[Start]
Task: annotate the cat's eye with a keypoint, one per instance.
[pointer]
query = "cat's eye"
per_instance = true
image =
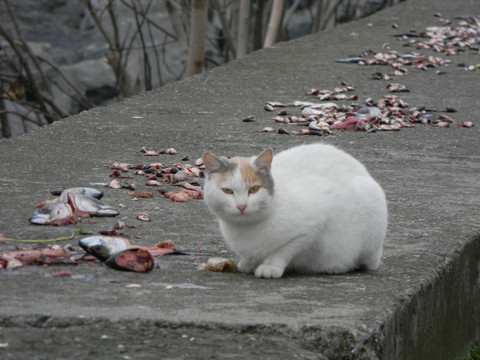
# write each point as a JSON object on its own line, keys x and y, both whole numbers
{"x": 253, "y": 189}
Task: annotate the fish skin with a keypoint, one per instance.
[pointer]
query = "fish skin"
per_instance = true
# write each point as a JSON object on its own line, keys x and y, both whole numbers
{"x": 103, "y": 247}
{"x": 51, "y": 213}
{"x": 87, "y": 191}
{"x": 354, "y": 60}
{"x": 132, "y": 259}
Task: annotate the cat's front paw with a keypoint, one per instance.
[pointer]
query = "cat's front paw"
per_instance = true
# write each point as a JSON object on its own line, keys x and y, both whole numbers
{"x": 268, "y": 272}
{"x": 245, "y": 266}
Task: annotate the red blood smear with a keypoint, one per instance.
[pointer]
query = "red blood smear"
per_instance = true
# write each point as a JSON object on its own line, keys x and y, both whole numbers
{"x": 63, "y": 274}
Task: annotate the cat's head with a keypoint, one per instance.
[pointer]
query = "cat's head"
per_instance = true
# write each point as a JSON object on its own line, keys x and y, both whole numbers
{"x": 239, "y": 189}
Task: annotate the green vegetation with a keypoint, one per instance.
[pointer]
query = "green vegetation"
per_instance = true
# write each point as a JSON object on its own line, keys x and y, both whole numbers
{"x": 474, "y": 353}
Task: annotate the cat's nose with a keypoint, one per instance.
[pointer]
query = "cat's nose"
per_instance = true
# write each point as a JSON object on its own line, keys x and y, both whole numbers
{"x": 241, "y": 208}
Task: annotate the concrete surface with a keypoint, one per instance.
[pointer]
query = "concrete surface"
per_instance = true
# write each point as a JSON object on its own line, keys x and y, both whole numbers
{"x": 424, "y": 302}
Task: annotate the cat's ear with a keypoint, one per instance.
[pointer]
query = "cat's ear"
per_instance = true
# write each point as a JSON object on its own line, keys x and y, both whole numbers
{"x": 213, "y": 164}
{"x": 264, "y": 161}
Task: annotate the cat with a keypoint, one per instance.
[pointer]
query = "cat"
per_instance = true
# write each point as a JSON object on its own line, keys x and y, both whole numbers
{"x": 309, "y": 209}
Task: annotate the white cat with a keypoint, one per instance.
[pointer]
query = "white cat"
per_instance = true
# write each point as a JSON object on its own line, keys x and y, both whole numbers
{"x": 310, "y": 209}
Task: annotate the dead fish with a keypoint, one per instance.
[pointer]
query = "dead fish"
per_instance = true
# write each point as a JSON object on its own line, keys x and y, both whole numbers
{"x": 143, "y": 217}
{"x": 184, "y": 195}
{"x": 145, "y": 152}
{"x": 121, "y": 166}
{"x": 103, "y": 247}
{"x": 114, "y": 184}
{"x": 40, "y": 255}
{"x": 58, "y": 213}
{"x": 87, "y": 191}
{"x": 353, "y": 60}
{"x": 219, "y": 265}
{"x": 169, "y": 151}
{"x": 366, "y": 111}
{"x": 89, "y": 205}
{"x": 395, "y": 87}
{"x": 275, "y": 104}
{"x": 131, "y": 259}
{"x": 250, "y": 118}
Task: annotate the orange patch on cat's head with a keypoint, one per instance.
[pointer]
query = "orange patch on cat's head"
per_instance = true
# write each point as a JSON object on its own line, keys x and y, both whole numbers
{"x": 248, "y": 173}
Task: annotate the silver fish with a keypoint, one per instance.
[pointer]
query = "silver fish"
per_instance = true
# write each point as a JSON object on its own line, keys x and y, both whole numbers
{"x": 90, "y": 205}
{"x": 365, "y": 111}
{"x": 80, "y": 190}
{"x": 52, "y": 213}
{"x": 102, "y": 247}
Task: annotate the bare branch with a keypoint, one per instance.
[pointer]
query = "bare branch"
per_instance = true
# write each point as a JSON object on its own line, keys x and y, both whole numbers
{"x": 274, "y": 23}
{"x": 243, "y": 25}
{"x": 196, "y": 54}
{"x": 287, "y": 17}
{"x": 225, "y": 28}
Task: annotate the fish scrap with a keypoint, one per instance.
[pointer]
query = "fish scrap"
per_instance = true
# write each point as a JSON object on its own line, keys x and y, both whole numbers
{"x": 39, "y": 255}
{"x": 219, "y": 265}
{"x": 390, "y": 113}
{"x": 70, "y": 207}
{"x": 448, "y": 39}
{"x": 118, "y": 253}
{"x": 168, "y": 176}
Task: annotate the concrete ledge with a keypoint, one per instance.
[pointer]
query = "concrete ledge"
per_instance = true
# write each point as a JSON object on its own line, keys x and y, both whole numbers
{"x": 424, "y": 302}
[End]
• **Job**:
Set down all of the entries above word for word, leaving out the pictures.

• **Result for this exercise**:
Task: annotate the cat's eye with a keypoint, one per instance.
[pointer]
query = "cat's eye"
per_instance = true
image =
# write each point as a JSON object on its own line, keys x and y, both whole numbers
{"x": 253, "y": 189}
Task: annotate the fish skin with a keypoint, one per instance.
[pointer]
query = "fish skin"
per_instance = true
# write each point as a JSON object on its own line, keys x and y, both whole numbers
{"x": 103, "y": 247}
{"x": 51, "y": 213}
{"x": 87, "y": 191}
{"x": 354, "y": 60}
{"x": 132, "y": 259}
Task: annotate the cat's front paw with a keypoint, one per instance.
[pointer]
query = "cat's front paw"
per_instance = true
# write each point as a JSON object on its own line, keys x and y, both whole numbers
{"x": 268, "y": 272}
{"x": 245, "y": 266}
Task: annotate the red blood smear with a keypoint, one per instance.
[pointer]
query = "red blood smear"
per_instance = true
# write each point as a JSON object on its own line, keys x and y, both whole numbers
{"x": 63, "y": 274}
Task: annotate the cat's head with a keypoint, one per instance.
[pointer]
query = "cat's head"
per_instance = true
# write each point as a JSON object on its own line, keys x and y, both whole numbers
{"x": 239, "y": 189}
Task: annotate the green vegetation with a keypoint, one per instance.
[pointer]
query = "green vegetation"
per_instance = true
# write each point as a JSON object on its own line, keys x and y, both whole numbers
{"x": 474, "y": 353}
Task: annotate the cat's nose with a keypoint, one per instance.
[pointer]
query = "cat's nose"
per_instance = true
# write each point as a JSON object on its own line, keys x and y, both whole numbers
{"x": 241, "y": 208}
Task: annotate the concrete surface with a keypoint, one per instance.
[pointer]
query = "concrete surface"
per_instance = true
# write each point as a JSON object on its own line, keys x and y, both whole numbers
{"x": 424, "y": 302}
Task: annotate the cat's ear with a keypoint, one per instance.
[pointer]
query = "cat's ear"
per_instance = true
# write each point as a JSON object on its own line, keys x and y, both whole numbers
{"x": 213, "y": 164}
{"x": 264, "y": 161}
Task: annotate the cat with a keypoint, one per instance.
[pointer]
query = "cat"
per_instance = true
# write each point as a JSON object on its own line, keys x and y, both whole numbers
{"x": 309, "y": 209}
Task: annotate the white cat with a keypoint, one per instance.
[pointer]
query = "white cat"
per_instance = true
# write each point as a JSON object on its own line, keys x and y, both whole numbers
{"x": 310, "y": 209}
Task: annotate the dead fish with a keypoint, one per instance.
[pointer]
query = "dead fish"
per_instance = true
# write each point as a JSON object on its own line, keys x and y, both whole numbers
{"x": 143, "y": 217}
{"x": 184, "y": 195}
{"x": 145, "y": 152}
{"x": 121, "y": 166}
{"x": 103, "y": 247}
{"x": 114, "y": 184}
{"x": 40, "y": 255}
{"x": 58, "y": 213}
{"x": 87, "y": 191}
{"x": 353, "y": 60}
{"x": 219, "y": 265}
{"x": 169, "y": 151}
{"x": 366, "y": 111}
{"x": 89, "y": 205}
{"x": 395, "y": 87}
{"x": 275, "y": 104}
{"x": 131, "y": 259}
{"x": 250, "y": 118}
Task: annotate the orange patch on cat's head with a keypoint, one per instance.
[pointer]
query = "orange patch on cat's head"
per_instance = true
# write each point as a JSON object on its own line, keys x and y, both whole numbers
{"x": 248, "y": 173}
Task: annotate the silver fish with a keypoint, one per instance.
[pointer]
query = "silver fish"
per_instance = true
# write each point as a JSON object on its own line, keys x and y, both whole numbers
{"x": 90, "y": 205}
{"x": 365, "y": 111}
{"x": 80, "y": 190}
{"x": 52, "y": 213}
{"x": 102, "y": 247}
Task: annotate the bare branch with a keypoint, one per instance.
[pointer]
query = "bare branch"
per_instance = true
# write each point as a JSON object on its own line, keys x and y, both whole numbers
{"x": 274, "y": 23}
{"x": 243, "y": 25}
{"x": 196, "y": 54}
{"x": 287, "y": 17}
{"x": 225, "y": 28}
Task: annotate the fish scrap with a keypoint, one per instance.
[pointer]
query = "fish scrap"
per_instance = true
# write each point as a JSON object on its own line, keys x and y, both whole numbers
{"x": 39, "y": 255}
{"x": 219, "y": 265}
{"x": 390, "y": 113}
{"x": 70, "y": 207}
{"x": 448, "y": 39}
{"x": 118, "y": 253}
{"x": 168, "y": 176}
Task: annotate the concrete ledge with a keypoint, one per instance.
[pointer]
query = "concrete ledge"
per_instance = true
# write each point as a JSON object on its own line, keys x and y, both whole numbers
{"x": 424, "y": 302}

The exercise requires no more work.